# EXCERPT TO READ

######

I felt like I won the lottery! Not only had I started my period naturally, but I could now completely trust my intuition and the "signs" I felt I was always getting that were leading me in the direction of my dreams! I felt like I was being "looked after," that I had God, my angels, and spirit guides, so very close at hand! It was an amazing feeling which I will forever be grateful for and never forget! I had heard that persistent voice inside my head telling me to, "Wait," and I followed that voice with nothing but the pureness of faith and I had won - in so many ways - I had won!

Tuesday, May 14, 2013

What's Been Going On...

"If you think you can, you can. And if you think you can't, you're right." ~ Mary Kay Ash

I did want to tell of what has been happening regarding my health issues. I met with the OBGYN on the Monday morning after my Surgeon's visit on Friday. My Surgeon had set up the appointment while at her office on Friday - which I thought was pretty quick to get in to see him (or her!) since I was a new patient of both of them. And, remember, it was my very first OBGYN visit - ever!.

######

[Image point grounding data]
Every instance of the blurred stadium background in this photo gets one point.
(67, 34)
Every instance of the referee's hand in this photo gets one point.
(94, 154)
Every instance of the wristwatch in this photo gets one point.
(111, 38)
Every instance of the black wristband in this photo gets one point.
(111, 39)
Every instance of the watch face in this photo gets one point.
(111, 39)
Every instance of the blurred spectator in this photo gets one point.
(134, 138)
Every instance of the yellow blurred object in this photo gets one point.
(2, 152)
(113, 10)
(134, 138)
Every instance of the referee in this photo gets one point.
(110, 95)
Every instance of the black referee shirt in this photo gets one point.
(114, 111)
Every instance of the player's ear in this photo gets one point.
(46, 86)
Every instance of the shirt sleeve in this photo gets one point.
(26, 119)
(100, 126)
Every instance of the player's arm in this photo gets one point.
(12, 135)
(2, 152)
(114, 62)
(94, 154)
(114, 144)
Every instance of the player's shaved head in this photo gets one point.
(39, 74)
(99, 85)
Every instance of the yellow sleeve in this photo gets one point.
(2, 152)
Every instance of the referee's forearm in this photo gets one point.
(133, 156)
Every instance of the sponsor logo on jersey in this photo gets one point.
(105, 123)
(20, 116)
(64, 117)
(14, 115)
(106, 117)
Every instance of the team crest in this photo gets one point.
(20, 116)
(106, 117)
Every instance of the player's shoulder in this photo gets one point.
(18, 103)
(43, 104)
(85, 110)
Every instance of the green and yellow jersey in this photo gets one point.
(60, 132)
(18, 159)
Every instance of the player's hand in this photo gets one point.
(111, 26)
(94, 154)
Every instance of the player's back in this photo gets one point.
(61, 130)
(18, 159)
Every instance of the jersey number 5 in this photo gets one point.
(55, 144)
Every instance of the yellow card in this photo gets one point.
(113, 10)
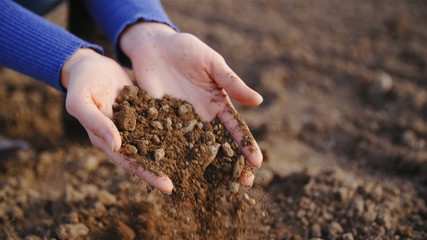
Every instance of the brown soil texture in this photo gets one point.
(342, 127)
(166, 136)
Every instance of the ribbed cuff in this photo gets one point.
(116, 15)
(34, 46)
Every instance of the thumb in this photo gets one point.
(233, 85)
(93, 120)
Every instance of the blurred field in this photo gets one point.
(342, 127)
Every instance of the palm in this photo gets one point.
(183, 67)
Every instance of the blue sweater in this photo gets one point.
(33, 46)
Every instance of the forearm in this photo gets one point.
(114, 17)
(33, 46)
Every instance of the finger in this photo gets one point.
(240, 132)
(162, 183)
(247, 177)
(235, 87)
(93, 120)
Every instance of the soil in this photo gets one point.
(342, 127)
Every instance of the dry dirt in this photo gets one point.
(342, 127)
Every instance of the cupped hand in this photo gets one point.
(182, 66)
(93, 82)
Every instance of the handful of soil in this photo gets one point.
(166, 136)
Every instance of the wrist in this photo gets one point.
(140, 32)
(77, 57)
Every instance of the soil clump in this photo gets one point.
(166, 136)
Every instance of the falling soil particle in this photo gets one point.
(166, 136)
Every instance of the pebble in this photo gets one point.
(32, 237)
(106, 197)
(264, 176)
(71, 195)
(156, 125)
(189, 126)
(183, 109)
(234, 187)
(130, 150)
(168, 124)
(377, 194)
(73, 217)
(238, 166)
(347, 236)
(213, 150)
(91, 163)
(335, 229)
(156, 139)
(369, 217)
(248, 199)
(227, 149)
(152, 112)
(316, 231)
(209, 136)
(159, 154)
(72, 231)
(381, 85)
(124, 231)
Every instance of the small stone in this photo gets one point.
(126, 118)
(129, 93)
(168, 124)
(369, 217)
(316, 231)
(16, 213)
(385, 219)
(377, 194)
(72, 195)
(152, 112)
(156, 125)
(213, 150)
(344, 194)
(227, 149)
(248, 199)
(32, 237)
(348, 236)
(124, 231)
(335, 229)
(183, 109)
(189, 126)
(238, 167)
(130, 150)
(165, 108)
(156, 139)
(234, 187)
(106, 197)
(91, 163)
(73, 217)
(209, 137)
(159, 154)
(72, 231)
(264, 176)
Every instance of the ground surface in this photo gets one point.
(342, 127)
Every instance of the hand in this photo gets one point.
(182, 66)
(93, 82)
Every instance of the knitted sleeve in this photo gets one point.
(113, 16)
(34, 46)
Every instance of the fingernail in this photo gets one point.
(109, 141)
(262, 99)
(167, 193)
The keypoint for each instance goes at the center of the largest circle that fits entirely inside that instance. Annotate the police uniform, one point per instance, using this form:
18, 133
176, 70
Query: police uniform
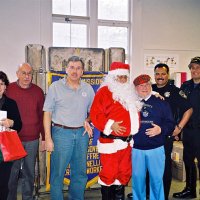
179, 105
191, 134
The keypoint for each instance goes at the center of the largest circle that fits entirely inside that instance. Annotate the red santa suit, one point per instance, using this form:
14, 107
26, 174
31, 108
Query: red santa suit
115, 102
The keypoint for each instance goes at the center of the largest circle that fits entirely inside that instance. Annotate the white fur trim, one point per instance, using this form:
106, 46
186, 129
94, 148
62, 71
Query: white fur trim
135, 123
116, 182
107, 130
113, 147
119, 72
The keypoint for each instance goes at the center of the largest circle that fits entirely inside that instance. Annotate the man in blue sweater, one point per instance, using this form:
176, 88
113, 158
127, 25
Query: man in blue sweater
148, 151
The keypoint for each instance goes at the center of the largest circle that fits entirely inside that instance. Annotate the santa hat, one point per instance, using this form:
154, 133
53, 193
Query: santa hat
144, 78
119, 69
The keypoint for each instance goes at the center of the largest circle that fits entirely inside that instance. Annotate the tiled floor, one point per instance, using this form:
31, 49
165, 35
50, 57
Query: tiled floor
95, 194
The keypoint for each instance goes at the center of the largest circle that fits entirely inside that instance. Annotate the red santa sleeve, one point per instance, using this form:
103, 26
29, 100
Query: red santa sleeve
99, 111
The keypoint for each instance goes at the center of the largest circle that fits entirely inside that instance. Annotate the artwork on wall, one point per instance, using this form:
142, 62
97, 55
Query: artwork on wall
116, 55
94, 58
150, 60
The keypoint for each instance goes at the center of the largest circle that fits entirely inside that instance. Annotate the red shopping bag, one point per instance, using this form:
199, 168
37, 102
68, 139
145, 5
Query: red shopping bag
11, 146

######

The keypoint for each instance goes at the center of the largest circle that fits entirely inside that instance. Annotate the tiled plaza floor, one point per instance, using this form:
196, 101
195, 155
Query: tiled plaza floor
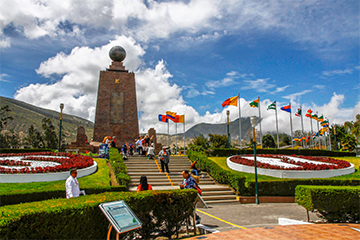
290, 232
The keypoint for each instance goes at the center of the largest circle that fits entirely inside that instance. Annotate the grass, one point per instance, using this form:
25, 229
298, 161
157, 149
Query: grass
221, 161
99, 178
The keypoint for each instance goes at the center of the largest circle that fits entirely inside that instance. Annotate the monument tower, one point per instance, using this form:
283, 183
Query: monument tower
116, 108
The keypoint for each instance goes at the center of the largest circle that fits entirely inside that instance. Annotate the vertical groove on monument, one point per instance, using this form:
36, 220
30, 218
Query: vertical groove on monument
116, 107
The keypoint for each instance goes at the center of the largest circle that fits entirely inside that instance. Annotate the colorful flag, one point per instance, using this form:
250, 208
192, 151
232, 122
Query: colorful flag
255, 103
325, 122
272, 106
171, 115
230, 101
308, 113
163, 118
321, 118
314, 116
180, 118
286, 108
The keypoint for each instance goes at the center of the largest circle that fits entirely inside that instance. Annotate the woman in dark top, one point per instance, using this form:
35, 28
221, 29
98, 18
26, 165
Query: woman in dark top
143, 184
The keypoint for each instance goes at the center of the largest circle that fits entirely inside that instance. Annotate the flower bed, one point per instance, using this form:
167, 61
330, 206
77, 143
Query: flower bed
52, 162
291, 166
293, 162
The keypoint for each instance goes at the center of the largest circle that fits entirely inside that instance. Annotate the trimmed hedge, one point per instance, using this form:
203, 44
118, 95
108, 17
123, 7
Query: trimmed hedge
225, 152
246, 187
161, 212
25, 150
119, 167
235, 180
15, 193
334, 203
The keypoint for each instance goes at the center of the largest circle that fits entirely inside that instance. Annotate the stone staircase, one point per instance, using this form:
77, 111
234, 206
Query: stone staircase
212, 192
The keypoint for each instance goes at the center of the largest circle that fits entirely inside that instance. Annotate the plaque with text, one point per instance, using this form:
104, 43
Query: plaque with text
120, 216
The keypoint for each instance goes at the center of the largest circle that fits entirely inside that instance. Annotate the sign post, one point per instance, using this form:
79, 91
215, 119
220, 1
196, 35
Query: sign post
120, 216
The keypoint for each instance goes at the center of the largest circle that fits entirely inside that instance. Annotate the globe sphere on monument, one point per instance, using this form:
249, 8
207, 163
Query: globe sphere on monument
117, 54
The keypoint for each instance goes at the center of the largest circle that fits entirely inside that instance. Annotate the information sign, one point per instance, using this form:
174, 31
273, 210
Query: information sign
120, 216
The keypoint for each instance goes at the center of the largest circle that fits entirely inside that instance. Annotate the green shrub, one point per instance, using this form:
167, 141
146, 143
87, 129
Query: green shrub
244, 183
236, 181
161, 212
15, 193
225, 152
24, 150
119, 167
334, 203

######

# EXERCISE BRIEF
In the blog excerpt about the writer's health issues, when did the writer meet with the OBGYN?

# PROBLEM SOLUTION
On the Monday morning after the Surgeon's visit on Friday.